#### Required work:
Update the entries by replacing "vertex pairs" with "coordinate pairs" wherever it appears. Keep everything else unchanged.

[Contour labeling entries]
** START **

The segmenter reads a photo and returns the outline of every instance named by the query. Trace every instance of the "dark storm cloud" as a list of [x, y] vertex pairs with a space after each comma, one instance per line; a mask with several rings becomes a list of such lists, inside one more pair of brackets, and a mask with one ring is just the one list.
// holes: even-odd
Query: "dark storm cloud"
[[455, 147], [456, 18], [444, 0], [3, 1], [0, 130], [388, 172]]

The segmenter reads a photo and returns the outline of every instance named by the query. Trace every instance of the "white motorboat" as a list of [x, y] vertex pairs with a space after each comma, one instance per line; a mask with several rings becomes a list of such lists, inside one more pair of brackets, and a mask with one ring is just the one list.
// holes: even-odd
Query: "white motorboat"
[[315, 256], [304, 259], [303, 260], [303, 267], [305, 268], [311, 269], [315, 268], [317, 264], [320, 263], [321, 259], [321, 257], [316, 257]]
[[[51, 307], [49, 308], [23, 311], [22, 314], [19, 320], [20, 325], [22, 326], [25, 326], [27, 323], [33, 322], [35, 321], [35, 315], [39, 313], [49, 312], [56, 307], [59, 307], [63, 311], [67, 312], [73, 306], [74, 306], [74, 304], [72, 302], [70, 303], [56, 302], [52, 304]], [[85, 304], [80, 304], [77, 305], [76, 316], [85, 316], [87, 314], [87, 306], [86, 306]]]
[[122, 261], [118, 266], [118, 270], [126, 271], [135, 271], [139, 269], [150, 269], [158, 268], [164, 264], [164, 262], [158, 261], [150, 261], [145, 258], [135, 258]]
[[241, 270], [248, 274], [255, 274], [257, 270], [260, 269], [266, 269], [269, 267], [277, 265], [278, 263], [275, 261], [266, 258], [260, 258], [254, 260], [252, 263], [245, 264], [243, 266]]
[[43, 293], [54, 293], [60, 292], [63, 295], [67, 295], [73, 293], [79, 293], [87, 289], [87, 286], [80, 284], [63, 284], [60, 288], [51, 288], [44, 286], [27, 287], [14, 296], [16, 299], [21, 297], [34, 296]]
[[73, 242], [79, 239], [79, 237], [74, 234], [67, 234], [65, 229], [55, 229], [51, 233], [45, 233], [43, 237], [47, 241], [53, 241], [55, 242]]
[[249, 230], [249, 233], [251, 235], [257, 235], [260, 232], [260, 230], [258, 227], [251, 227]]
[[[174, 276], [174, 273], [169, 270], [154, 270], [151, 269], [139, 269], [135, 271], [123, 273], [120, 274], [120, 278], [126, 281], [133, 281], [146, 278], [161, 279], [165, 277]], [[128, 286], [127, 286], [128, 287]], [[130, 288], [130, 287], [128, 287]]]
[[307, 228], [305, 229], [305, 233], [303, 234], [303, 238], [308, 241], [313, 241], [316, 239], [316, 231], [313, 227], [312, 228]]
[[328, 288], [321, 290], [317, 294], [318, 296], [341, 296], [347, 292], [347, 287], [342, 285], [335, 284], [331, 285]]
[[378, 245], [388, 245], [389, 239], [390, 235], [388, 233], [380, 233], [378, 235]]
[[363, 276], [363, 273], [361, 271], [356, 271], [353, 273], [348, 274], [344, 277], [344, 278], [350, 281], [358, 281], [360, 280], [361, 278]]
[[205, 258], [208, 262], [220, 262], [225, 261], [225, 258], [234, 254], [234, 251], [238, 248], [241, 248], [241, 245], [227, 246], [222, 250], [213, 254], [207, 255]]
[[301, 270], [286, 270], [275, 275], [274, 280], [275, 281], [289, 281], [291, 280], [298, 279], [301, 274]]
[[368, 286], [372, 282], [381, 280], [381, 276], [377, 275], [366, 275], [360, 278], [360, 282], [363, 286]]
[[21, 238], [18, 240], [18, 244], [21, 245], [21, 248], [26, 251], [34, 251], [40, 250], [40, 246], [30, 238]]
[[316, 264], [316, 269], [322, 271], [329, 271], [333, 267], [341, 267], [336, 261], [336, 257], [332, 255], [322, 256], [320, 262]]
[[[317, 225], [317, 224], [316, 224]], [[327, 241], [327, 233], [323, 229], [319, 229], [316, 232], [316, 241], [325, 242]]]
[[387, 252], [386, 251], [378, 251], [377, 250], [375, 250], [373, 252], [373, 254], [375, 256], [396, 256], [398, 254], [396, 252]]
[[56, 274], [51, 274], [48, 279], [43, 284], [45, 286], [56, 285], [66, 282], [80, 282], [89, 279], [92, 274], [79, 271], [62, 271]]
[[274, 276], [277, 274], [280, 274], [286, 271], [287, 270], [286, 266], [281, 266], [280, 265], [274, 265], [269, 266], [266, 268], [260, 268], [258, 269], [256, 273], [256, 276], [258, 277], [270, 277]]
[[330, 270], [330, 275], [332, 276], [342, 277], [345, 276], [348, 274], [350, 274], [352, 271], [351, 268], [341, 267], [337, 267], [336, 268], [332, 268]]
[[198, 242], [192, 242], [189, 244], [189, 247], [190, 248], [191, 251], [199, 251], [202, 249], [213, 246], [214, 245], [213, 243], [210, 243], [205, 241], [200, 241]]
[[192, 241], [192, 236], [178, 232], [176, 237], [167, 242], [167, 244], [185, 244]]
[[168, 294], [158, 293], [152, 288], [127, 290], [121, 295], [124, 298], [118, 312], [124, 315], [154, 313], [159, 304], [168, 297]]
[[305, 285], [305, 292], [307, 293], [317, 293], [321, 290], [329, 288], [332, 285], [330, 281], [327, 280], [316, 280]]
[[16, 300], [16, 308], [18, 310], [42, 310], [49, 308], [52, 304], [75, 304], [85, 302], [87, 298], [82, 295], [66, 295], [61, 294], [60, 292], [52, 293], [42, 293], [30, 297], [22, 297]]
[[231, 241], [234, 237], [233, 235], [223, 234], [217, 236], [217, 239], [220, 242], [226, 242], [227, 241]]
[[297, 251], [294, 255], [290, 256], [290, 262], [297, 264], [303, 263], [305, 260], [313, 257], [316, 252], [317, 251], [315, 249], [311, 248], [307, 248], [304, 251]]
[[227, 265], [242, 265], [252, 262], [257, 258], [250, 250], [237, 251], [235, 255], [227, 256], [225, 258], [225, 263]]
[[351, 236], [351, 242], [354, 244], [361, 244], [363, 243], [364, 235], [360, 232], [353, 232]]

** END **

#### Complete answer:
The segmenter reads a photo and returns the outline of every instance named by the query. Trace every instance of the "dark storm cloud" as a list of [x, y] coordinate pairs with a space after each comma, one instance per line; a mask with several rings becomes a list of such lists, inside one more pair of brackets, and a mask with one ring is just the one list.
// holes: even-odd
Query: "dark storm cloud"
[[455, 147], [456, 18], [444, 0], [3, 1], [0, 130], [388, 172]]

The segmenter reads a photo and returns the outline of every instance named by the query. Trace every instance of the "white motorboat" as a list of [x, y] coordinate pairs with a space after each comma, one instance per line; a mask with several rings becomes a list of such lists, inside one more pair of brackets, and a mask with one ring is just the one list.
// holes: even-odd
Query: "white motorboat"
[[315, 256], [304, 259], [303, 260], [303, 267], [305, 268], [311, 269], [315, 268], [317, 264], [320, 263], [321, 259], [321, 257], [316, 257]]
[[[51, 307], [49, 308], [23, 311], [22, 314], [19, 320], [20, 325], [22, 326], [25, 326], [27, 323], [33, 322], [35, 321], [35, 315], [39, 313], [49, 312], [56, 307], [59, 307], [63, 311], [67, 312], [73, 306], [74, 306], [74, 304], [72, 302], [70, 303], [56, 302], [52, 304]], [[85, 304], [80, 304], [77, 305], [76, 316], [85, 316], [87, 314], [87, 306], [86, 306]]]
[[122, 261], [118, 266], [118, 270], [126, 271], [135, 271], [139, 269], [150, 269], [158, 268], [164, 264], [164, 262], [158, 261], [150, 261], [145, 258], [135, 258]]
[[241, 270], [248, 274], [255, 274], [257, 270], [260, 269], [266, 269], [269, 267], [277, 265], [278, 263], [275, 261], [266, 258], [260, 258], [254, 260], [252, 263], [245, 264], [243, 266]]
[[43, 293], [54, 293], [60, 292], [63, 295], [67, 295], [73, 293], [79, 293], [87, 289], [87, 286], [80, 284], [63, 284], [60, 288], [51, 288], [44, 286], [27, 287], [14, 296], [16, 299], [21, 297], [34, 296]]
[[73, 242], [79, 239], [79, 237], [74, 234], [67, 234], [65, 229], [55, 229], [51, 233], [45, 233], [43, 237], [47, 241], [53, 241], [55, 242]]
[[249, 230], [249, 233], [251, 235], [257, 235], [260, 232], [260, 230], [258, 227], [251, 227]]
[[[174, 276], [174, 273], [169, 270], [154, 270], [151, 269], [139, 269], [135, 271], [123, 273], [120, 274], [120, 278], [126, 281], [133, 281], [146, 278], [161, 279], [165, 277]], [[128, 286], [127, 286], [128, 287]], [[130, 288], [130, 287], [128, 287]]]
[[307, 228], [305, 229], [305, 233], [303, 234], [303, 238], [308, 241], [313, 241], [316, 239], [316, 231], [313, 227], [312, 228]]
[[328, 288], [321, 290], [317, 294], [318, 296], [341, 296], [347, 292], [347, 287], [342, 285], [335, 284], [331, 285]]
[[378, 245], [388, 245], [389, 239], [390, 235], [388, 233], [380, 233], [378, 235]]
[[363, 276], [363, 273], [361, 271], [356, 271], [353, 273], [348, 274], [344, 277], [344, 278], [350, 281], [358, 281], [360, 280], [361, 278]]
[[205, 258], [208, 262], [220, 262], [225, 261], [225, 258], [234, 254], [234, 251], [238, 248], [241, 248], [241, 245], [227, 246], [222, 250], [213, 254], [207, 255]]
[[301, 270], [286, 270], [275, 275], [274, 280], [275, 281], [289, 281], [291, 280], [298, 279], [301, 274]]
[[368, 286], [372, 282], [381, 280], [381, 276], [377, 275], [366, 275], [360, 278], [360, 282], [363, 286]]
[[21, 238], [18, 240], [18, 244], [21, 245], [21, 248], [26, 251], [34, 251], [40, 250], [40, 246], [30, 238]]
[[316, 264], [316, 269], [322, 271], [329, 271], [333, 267], [341, 267], [336, 261], [336, 257], [332, 255], [322, 256], [320, 262]]
[[[317, 225], [317, 224], [316, 224]], [[327, 241], [327, 233], [323, 229], [319, 229], [316, 232], [316, 241], [325, 242]]]
[[387, 252], [386, 251], [378, 251], [377, 250], [375, 250], [373, 252], [373, 254], [375, 256], [396, 256], [398, 254], [396, 252]]
[[56, 274], [51, 274], [48, 279], [43, 284], [45, 286], [56, 285], [66, 282], [80, 282], [89, 279], [92, 274], [79, 271], [62, 271]]
[[274, 276], [277, 274], [280, 274], [286, 271], [287, 270], [286, 266], [281, 266], [280, 265], [274, 265], [269, 266], [266, 268], [260, 268], [258, 269], [256, 273], [256, 276], [258, 277], [270, 277]]
[[330, 270], [330, 275], [332, 276], [342, 277], [345, 276], [348, 274], [350, 274], [352, 271], [351, 268], [341, 267], [337, 267], [336, 268], [332, 268]]
[[198, 242], [192, 242], [189, 244], [189, 247], [190, 248], [191, 251], [199, 251], [202, 249], [213, 246], [214, 245], [213, 243], [210, 243], [205, 241], [200, 241]]
[[192, 241], [192, 236], [178, 232], [176, 237], [167, 242], [167, 244], [185, 244]]
[[168, 294], [158, 293], [152, 288], [127, 290], [121, 295], [124, 298], [118, 312], [124, 315], [154, 313], [159, 304], [168, 297]]
[[305, 285], [305, 292], [307, 293], [317, 293], [321, 290], [329, 288], [332, 285], [330, 281], [327, 280], [316, 280]]
[[16, 300], [16, 308], [18, 310], [42, 310], [49, 308], [52, 304], [75, 304], [85, 302], [87, 298], [82, 295], [66, 295], [61, 294], [60, 292], [52, 293], [42, 293], [30, 297], [22, 297]]
[[231, 241], [234, 237], [233, 235], [223, 234], [217, 236], [217, 239], [220, 242], [226, 242], [227, 241]]
[[297, 251], [294, 255], [290, 256], [290, 262], [297, 264], [303, 263], [305, 260], [313, 257], [316, 252], [317, 251], [315, 249], [311, 248], [307, 248], [304, 251]]
[[227, 265], [242, 265], [252, 262], [257, 258], [250, 250], [237, 251], [235, 255], [227, 256], [225, 258], [225, 263]]
[[351, 236], [351, 242], [354, 244], [361, 244], [363, 243], [364, 235], [360, 232], [353, 232]]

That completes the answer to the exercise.